▶ Quoted passage
--------

News Release

Messenger RNA Localization In Yeast Yields New Clues On Development

Peer-Reviewed Publication

Albert Einstein College of Medicine

The development of a complex organism from a single cell requires the establishment of daughter cells with different gene expression programs. it has been known for some time that such differential gene expression in the earliest-stage embryos of complex creatures such as drosophila is mediated, at least in part, by the localization of messenger RNA (mRNA) coding for gene-control proteins. Now new research from the laboratory of Robert Singer at the Albert Einstein College of Medicine, published in the July 18 issue of Science, indicates that mRNA localization also can regulate differential gene expression in Saccharomyces cerevisiae, commonly know as Brewer's yeast. The existence of the phenomenon in a eukaryotic cell type as evolutionarily ancient as yeast implies that mRNA localization may be a fundamental mechanism of different gene regulation for development and other processes.

The paper, whose first author is postdoctoral fellow Roy Long, is published in the July 18 issue of Science. Long and his colleagues studied a yeast protein called ASH1. This protein plays a critical role in distinguishing "daughter" yeast cells from the mother cells from which they bud. This distinction between the two cells is fundamental: A mother cell can change its "mating type" while the daughter cell cannot. Members of the laboratory of Dr. Kim Nasmyth of the Austrian Research Institute of Molecule pathology, a co-author of the Science paper, had previously tracked this difference down to a negative gene control protein called ASH1, which the daughter cell possesses at a substantially higher level than the other cell does.

In the new paper, Long and colleagues report that the differential gene expression controlled by ASH1 is due to the localization of ASH1 mRNA, which is directed to the tip of the budding daughter cell. Long and his colleagues also report that the message's movement depends on components of the actin cytoskeleton, and that a myosin mother is involved in the transport. They also identified a special "zipcode" region on the messenger RNA that directs it to the proper place in the cell.

For the past decade, Singer and his colleagues have conducted pioneering research demonstrating that mRNA localization is an important mechanism by which the cells of higher organisms regulate cell structure and function. But the discovery of mRNA localization in yeast shows that the process was presented early in evolution and thus is a fundamental one. In fact, it may have played an important role in the regulation of development as higher, multicellular organisms evolved. The localization of mRNA in yeast may even give support to the notion that the earliest biotic world was an "RNA world"--one in which RNA, not DNA, performed all the cell's vital information-storage and regulatory roles, including the control of the expression of genetic instructions.

Moreover, when fundamental cellular mechanisms go awry, disease can often result. Indeed, the Singer group has already found that myotonic dystrophy, the most common form of adult muscular dystrophy, probably occurs because of a defect in RNA localization. Neurological diseases such as Alzheimer's Disease and schizophrenia have also been traced to the faulty migration of developing nerve cells, and these and other diseases may be due, at least in part, to the faulty localization of mRNAs responsible for neuronal movement.

--------

▶ Instructions for the task
Write out the passage of the news release on mRNA localization in yeast, starting with "In the new paper, Long" and going on through "in the cell.".

(Extracted records)

--------

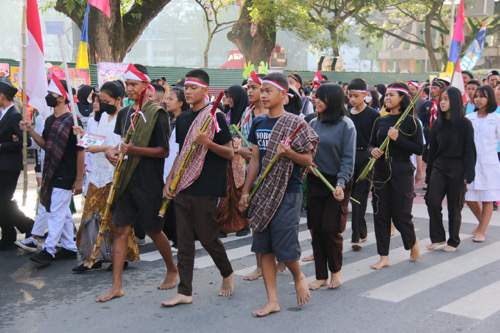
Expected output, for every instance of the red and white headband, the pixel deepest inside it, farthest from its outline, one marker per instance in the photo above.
(413, 84)
(403, 90)
(56, 87)
(253, 77)
(274, 83)
(132, 73)
(196, 83)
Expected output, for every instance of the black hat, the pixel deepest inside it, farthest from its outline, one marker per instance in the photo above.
(296, 77)
(7, 88)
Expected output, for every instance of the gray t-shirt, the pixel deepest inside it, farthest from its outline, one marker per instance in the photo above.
(336, 149)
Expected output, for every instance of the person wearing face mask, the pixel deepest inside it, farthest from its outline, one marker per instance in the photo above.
(84, 104)
(452, 158)
(111, 97)
(62, 174)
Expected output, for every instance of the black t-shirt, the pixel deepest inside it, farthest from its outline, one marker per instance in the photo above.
(259, 135)
(149, 172)
(212, 180)
(364, 124)
(65, 175)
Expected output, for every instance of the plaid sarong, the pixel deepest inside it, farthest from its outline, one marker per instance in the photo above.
(192, 169)
(268, 197)
(55, 147)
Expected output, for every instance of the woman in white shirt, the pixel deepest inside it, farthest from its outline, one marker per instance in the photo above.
(486, 186)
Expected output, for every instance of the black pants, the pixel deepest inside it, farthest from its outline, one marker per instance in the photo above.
(447, 178)
(393, 200)
(197, 217)
(360, 191)
(10, 215)
(327, 218)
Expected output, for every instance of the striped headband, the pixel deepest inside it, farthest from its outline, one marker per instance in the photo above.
(196, 83)
(274, 83)
(56, 87)
(132, 73)
(403, 90)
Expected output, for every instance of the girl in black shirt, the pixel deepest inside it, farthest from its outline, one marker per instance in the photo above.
(452, 158)
(393, 191)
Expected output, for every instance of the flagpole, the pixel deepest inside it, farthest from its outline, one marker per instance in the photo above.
(24, 107)
(68, 84)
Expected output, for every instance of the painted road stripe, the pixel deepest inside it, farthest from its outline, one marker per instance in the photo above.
(478, 305)
(401, 289)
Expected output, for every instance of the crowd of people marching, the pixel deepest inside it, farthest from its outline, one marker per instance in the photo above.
(274, 147)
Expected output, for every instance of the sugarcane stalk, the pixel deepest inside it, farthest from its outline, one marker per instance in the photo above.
(237, 131)
(184, 163)
(107, 212)
(269, 167)
(24, 109)
(384, 144)
(330, 186)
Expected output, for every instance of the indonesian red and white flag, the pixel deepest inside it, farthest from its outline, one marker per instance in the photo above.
(102, 5)
(36, 78)
(458, 82)
(317, 79)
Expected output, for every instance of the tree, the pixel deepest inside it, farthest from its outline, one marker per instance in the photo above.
(255, 31)
(212, 10)
(311, 19)
(434, 15)
(111, 38)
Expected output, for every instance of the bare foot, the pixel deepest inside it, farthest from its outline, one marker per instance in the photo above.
(432, 246)
(303, 295)
(356, 246)
(280, 267)
(308, 258)
(269, 308)
(383, 262)
(227, 286)
(170, 281)
(112, 293)
(480, 237)
(335, 281)
(415, 251)
(449, 249)
(178, 299)
(317, 284)
(254, 275)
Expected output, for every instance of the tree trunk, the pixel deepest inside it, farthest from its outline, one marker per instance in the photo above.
(110, 39)
(259, 47)
(428, 34)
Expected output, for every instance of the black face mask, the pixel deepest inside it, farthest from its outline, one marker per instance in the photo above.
(51, 100)
(108, 108)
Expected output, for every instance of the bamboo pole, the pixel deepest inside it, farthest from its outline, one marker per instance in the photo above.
(107, 212)
(193, 146)
(271, 164)
(24, 107)
(384, 144)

--------

▶ Response for this exercise
In the new paper, Long and colleagues report that the differential gene expression controlled by ASH1 is due to the localization of ASH1 mRNA, which is directed to the tip of the budding daughter cell. Long and his colleagues also report that the message's movement depends on components of the actin cytoskeleton, and that a myosin mother is involved in the transport. They also identified a special "zipcode" region on the messenger RNA that directs it to the proper place in the cell.